Only a number is wanted: how many lines in the listing contain the word "below"?

==== Record set ====

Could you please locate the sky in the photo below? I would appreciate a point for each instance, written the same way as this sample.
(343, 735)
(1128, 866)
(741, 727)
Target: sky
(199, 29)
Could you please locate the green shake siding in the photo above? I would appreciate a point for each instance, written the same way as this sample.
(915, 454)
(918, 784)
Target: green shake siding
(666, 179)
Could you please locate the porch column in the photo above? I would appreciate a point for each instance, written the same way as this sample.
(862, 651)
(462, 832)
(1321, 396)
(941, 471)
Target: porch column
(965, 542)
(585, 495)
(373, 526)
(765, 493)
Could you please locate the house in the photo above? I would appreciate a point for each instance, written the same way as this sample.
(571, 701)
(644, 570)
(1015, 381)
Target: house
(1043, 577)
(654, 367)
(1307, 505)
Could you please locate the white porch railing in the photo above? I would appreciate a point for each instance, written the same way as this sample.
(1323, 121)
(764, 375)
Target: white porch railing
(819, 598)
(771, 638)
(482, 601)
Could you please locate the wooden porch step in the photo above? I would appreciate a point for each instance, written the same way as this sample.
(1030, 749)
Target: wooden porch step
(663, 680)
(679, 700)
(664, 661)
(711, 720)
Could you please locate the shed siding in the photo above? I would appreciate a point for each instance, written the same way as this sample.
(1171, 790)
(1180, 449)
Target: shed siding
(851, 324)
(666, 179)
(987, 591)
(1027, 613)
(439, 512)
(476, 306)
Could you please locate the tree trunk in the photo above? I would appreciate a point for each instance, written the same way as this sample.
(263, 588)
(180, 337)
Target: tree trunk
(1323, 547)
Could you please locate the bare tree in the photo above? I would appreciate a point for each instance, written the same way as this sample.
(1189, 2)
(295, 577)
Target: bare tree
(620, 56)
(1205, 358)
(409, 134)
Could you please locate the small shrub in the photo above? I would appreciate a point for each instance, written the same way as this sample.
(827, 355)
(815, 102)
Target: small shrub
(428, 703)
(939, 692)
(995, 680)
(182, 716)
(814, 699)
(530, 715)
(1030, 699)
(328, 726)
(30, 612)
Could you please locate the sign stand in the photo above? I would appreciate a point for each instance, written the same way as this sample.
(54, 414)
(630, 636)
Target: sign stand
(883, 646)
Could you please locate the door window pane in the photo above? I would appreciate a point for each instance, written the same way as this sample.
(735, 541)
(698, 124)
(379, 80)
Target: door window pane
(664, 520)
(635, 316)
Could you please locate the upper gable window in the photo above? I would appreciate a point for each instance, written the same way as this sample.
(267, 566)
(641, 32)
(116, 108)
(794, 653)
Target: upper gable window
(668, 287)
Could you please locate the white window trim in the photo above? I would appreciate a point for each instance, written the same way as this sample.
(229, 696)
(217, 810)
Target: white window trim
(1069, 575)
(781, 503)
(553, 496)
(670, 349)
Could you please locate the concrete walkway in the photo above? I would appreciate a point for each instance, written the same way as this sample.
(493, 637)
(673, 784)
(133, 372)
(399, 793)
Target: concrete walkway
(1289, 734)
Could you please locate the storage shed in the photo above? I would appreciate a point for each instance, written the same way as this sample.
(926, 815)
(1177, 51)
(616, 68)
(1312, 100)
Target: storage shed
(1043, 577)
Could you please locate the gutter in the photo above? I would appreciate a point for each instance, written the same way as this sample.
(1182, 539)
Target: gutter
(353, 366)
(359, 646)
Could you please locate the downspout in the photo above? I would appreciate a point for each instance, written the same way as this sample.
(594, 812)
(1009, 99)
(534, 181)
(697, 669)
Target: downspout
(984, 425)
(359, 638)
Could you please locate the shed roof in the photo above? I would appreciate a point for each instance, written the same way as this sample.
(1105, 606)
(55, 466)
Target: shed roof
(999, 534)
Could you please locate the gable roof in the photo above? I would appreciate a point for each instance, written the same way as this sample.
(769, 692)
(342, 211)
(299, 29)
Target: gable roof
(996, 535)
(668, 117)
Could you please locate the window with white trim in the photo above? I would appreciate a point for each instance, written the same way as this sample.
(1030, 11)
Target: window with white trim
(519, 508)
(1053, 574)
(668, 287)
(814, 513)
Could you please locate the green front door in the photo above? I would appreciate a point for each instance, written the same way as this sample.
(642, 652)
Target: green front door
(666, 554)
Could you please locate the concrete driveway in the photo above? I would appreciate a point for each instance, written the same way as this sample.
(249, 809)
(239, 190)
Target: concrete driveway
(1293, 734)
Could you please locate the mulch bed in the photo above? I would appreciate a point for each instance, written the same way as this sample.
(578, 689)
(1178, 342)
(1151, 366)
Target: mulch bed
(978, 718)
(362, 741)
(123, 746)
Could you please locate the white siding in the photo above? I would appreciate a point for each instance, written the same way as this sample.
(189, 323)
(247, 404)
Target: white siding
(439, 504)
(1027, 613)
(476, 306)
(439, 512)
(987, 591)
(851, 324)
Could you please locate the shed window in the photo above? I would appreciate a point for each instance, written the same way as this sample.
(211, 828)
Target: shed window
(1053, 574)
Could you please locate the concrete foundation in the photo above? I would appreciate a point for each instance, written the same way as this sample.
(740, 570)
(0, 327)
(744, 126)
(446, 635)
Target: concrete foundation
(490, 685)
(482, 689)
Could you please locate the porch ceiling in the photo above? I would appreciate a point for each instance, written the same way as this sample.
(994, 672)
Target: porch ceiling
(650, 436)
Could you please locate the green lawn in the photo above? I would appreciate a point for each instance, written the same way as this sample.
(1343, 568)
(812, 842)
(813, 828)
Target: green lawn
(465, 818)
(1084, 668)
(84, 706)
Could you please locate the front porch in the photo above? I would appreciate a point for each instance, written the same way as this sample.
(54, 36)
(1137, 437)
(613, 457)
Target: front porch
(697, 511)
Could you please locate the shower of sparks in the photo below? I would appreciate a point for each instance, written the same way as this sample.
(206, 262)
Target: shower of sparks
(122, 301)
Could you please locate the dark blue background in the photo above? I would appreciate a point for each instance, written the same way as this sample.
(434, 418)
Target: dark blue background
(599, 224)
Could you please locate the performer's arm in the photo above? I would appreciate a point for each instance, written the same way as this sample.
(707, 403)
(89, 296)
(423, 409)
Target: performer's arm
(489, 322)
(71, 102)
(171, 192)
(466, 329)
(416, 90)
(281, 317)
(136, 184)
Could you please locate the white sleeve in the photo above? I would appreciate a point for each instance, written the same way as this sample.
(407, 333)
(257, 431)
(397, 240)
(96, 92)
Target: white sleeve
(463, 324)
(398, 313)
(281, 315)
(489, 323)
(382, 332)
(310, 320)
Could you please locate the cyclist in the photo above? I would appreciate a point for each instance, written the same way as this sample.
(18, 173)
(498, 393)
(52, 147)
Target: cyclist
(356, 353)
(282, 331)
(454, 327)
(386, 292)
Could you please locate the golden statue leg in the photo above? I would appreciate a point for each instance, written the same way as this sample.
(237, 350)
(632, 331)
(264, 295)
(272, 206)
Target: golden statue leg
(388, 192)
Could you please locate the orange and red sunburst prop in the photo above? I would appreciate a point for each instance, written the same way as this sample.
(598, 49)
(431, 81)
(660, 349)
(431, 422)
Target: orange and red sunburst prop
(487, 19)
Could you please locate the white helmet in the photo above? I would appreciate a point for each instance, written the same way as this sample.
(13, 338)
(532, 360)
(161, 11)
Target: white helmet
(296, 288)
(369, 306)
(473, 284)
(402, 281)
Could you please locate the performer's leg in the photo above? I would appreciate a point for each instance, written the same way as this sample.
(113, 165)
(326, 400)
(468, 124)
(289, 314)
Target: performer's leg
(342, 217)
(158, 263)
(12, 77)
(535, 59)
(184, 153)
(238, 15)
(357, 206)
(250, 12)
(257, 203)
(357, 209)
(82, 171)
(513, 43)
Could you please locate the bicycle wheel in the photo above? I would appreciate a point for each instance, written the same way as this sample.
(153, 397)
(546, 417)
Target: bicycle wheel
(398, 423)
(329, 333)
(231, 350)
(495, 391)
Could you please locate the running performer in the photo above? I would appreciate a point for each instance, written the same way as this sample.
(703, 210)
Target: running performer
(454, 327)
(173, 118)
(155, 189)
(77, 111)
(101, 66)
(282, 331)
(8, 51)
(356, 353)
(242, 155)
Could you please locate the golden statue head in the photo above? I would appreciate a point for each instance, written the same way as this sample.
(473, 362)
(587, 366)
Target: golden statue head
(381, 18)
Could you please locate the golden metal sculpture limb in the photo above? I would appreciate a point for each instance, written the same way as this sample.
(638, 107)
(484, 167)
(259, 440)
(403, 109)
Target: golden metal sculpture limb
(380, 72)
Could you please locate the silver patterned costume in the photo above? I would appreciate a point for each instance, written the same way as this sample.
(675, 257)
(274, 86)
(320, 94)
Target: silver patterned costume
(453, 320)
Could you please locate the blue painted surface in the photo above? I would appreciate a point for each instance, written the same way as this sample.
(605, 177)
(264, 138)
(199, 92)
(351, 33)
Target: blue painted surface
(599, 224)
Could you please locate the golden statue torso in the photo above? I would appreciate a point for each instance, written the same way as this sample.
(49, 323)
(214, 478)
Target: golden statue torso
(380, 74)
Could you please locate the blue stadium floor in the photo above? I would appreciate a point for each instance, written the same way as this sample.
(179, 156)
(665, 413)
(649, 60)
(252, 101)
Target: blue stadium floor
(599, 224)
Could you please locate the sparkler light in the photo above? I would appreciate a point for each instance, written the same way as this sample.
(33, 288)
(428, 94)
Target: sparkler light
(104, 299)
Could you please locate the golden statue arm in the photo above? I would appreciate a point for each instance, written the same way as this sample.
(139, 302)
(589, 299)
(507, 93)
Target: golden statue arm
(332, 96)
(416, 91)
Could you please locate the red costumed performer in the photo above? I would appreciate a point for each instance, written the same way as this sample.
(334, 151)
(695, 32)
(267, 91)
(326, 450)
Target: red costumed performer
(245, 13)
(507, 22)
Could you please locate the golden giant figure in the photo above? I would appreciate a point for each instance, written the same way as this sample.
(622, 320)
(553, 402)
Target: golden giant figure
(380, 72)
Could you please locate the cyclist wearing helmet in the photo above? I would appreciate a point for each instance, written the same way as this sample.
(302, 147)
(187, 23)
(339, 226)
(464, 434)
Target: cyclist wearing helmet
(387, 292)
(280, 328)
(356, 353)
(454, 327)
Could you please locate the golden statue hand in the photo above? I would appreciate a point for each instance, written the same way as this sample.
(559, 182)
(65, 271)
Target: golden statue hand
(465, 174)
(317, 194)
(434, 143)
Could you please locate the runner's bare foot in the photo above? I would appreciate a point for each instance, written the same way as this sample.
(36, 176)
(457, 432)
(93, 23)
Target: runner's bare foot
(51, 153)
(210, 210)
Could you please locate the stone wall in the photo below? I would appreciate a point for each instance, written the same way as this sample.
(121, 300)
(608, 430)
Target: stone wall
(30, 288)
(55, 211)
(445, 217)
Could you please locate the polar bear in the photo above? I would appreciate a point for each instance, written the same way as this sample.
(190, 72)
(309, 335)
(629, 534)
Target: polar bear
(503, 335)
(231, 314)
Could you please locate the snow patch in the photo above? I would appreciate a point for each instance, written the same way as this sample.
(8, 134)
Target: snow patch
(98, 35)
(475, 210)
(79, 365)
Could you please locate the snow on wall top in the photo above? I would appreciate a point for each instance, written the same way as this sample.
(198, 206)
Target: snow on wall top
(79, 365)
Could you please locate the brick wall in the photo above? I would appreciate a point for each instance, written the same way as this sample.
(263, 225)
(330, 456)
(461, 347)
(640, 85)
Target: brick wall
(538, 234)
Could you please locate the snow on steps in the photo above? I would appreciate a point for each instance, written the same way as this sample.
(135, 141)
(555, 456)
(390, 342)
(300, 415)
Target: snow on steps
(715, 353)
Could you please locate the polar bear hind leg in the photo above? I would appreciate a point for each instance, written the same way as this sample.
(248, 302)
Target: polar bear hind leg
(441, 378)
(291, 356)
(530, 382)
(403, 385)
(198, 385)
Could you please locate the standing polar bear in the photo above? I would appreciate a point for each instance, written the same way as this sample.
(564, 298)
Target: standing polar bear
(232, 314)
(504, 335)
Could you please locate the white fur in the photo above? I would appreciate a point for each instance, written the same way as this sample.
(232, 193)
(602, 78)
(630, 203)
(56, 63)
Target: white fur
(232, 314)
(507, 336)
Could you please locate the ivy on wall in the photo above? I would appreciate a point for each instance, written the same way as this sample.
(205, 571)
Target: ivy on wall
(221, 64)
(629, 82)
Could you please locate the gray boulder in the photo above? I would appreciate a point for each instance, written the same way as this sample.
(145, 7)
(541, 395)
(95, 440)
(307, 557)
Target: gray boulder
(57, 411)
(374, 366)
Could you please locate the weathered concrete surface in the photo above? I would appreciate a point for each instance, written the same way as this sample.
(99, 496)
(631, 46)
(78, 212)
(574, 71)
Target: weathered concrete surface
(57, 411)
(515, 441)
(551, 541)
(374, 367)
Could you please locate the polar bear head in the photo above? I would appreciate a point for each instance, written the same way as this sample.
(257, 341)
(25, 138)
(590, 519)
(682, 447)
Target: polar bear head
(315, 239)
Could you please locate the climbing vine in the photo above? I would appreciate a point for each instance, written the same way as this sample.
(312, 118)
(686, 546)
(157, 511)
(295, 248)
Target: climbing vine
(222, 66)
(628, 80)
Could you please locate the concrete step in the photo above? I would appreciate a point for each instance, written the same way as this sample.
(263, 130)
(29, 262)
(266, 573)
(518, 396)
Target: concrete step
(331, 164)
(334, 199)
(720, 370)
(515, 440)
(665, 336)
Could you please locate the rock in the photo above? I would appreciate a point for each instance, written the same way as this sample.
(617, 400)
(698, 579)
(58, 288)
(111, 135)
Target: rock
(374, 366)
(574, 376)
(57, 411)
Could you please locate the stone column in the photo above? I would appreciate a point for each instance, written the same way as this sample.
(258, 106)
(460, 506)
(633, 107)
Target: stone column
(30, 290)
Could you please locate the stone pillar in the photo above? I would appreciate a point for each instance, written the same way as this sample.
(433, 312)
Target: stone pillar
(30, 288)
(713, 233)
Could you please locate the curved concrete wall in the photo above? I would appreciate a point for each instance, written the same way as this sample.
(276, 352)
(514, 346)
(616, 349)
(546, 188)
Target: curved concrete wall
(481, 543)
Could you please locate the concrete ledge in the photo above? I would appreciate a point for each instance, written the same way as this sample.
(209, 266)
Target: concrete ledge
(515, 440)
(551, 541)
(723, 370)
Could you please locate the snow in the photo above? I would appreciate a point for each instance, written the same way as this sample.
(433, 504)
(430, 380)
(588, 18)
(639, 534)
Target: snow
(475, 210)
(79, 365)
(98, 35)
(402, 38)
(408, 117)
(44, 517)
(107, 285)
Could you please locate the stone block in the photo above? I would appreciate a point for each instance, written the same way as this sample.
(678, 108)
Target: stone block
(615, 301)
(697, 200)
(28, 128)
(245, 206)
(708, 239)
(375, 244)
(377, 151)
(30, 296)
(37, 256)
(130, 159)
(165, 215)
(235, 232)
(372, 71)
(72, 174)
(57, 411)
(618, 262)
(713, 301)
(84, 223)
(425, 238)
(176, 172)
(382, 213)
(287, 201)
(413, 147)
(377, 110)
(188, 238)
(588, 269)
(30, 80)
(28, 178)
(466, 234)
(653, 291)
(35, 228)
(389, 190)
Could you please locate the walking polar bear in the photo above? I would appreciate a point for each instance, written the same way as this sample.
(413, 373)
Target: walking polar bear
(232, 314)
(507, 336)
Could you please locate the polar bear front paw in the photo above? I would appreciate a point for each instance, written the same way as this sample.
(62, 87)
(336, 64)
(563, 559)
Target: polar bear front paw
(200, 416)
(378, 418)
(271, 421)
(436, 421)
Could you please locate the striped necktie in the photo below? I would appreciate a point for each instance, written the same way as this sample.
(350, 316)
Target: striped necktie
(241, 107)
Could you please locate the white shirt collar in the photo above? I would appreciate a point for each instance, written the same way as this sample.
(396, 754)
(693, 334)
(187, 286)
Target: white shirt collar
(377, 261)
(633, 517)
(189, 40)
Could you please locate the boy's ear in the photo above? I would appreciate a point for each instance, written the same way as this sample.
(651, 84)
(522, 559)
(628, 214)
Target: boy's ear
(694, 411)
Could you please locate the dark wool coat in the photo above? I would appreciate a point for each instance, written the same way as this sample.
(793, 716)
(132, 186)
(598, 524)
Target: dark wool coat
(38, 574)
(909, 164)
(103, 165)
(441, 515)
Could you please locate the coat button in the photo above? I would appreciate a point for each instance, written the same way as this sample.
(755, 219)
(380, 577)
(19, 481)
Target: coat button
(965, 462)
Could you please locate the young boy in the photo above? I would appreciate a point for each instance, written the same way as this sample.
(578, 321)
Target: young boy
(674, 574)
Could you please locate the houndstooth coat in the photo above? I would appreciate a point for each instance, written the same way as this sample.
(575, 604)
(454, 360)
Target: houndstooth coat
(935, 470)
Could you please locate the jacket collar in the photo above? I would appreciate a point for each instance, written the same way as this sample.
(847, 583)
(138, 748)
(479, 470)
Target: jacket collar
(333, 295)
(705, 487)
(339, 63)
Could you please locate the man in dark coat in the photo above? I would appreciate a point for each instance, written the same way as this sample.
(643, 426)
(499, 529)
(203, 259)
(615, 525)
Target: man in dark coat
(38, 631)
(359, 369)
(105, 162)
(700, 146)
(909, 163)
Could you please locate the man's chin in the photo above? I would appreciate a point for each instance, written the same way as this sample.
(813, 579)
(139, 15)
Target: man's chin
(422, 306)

====

Solution to this exercise: 4